• **EXERCISE DESCRIPTION**: Pull each line containing "pizza" from the data.

---*---

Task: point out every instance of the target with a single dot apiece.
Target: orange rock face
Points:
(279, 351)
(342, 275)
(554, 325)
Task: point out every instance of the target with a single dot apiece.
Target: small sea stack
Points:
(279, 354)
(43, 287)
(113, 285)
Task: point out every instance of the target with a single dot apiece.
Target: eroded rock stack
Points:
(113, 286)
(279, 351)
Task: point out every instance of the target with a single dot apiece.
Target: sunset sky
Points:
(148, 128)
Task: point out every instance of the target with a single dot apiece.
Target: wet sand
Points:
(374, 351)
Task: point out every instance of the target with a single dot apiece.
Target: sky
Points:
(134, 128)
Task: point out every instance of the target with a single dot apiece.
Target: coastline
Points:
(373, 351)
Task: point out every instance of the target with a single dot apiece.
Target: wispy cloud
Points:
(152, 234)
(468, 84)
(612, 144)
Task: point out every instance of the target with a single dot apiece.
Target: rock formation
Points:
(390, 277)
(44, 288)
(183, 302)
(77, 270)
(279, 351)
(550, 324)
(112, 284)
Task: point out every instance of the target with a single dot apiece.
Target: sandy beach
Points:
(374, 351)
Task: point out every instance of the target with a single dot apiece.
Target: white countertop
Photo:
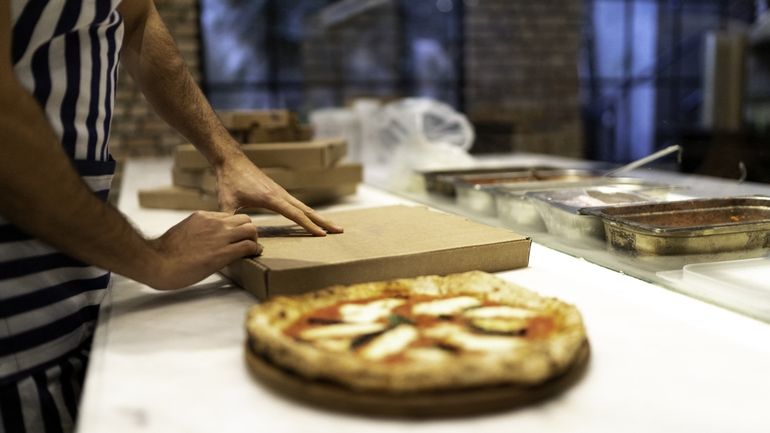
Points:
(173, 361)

---*---

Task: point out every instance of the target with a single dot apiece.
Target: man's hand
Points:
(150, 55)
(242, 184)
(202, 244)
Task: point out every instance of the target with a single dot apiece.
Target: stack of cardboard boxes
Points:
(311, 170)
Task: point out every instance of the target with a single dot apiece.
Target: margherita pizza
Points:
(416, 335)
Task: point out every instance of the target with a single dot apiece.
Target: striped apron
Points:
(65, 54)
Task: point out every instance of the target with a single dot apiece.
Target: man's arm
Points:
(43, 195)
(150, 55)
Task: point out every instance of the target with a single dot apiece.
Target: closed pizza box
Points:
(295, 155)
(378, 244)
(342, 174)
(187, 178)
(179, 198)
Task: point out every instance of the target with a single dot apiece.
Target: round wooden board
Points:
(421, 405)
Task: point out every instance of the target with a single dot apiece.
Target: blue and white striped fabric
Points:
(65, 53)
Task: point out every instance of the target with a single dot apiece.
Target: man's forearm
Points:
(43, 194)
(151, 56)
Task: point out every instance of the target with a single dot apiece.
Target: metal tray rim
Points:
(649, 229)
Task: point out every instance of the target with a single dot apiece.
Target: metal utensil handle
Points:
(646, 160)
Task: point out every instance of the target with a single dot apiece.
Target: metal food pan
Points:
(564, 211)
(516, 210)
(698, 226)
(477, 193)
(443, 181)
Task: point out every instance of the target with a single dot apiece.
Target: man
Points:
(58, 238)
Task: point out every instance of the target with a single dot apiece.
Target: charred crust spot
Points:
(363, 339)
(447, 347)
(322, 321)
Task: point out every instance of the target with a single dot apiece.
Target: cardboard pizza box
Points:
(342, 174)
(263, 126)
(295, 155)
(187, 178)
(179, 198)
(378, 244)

---*---

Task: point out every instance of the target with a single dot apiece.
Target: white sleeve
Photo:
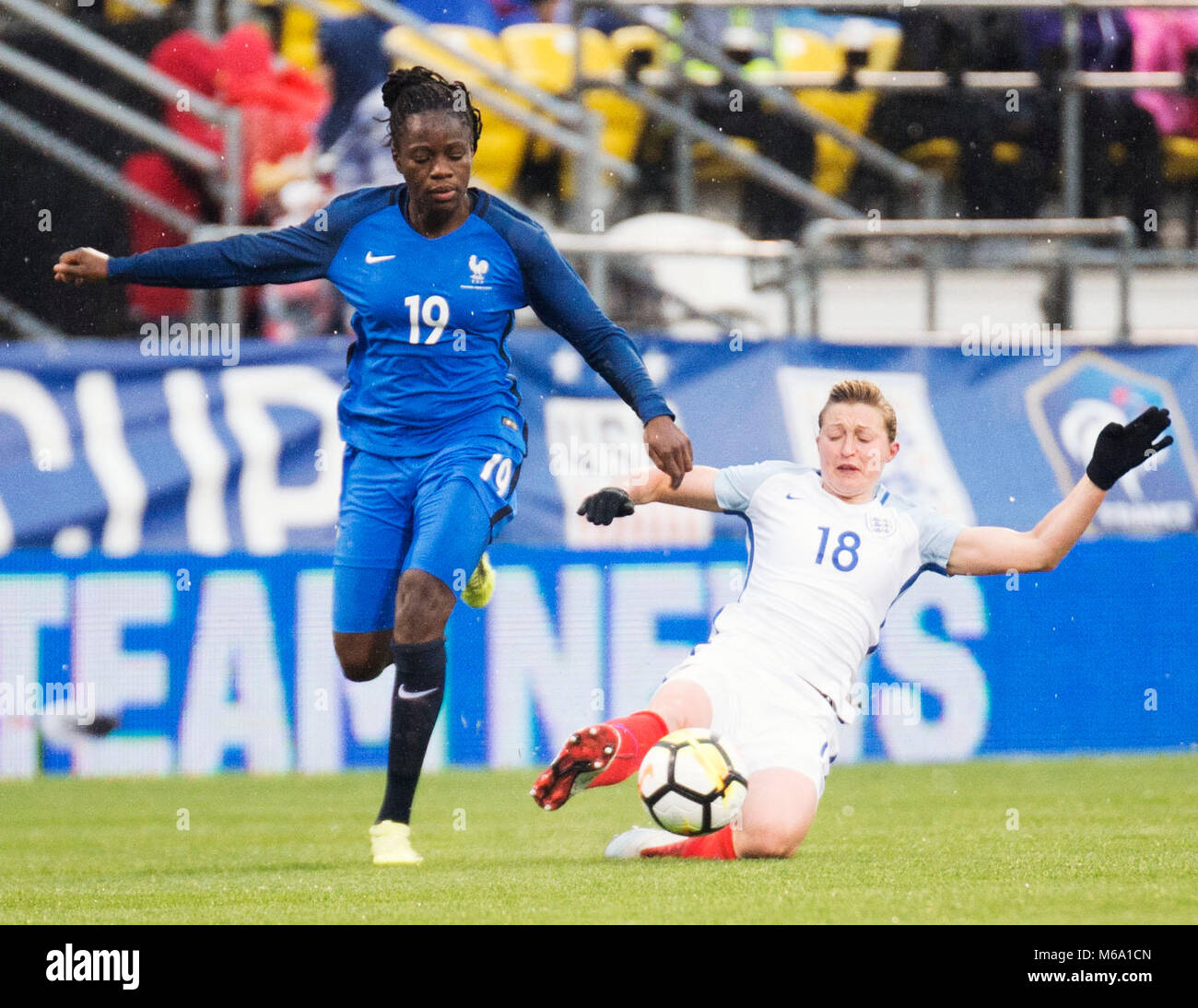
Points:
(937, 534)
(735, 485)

---*---

• **ANSWER SPACE**:
Target: margherita pizza
Target: closed pizza box
Target: cardboard pizza box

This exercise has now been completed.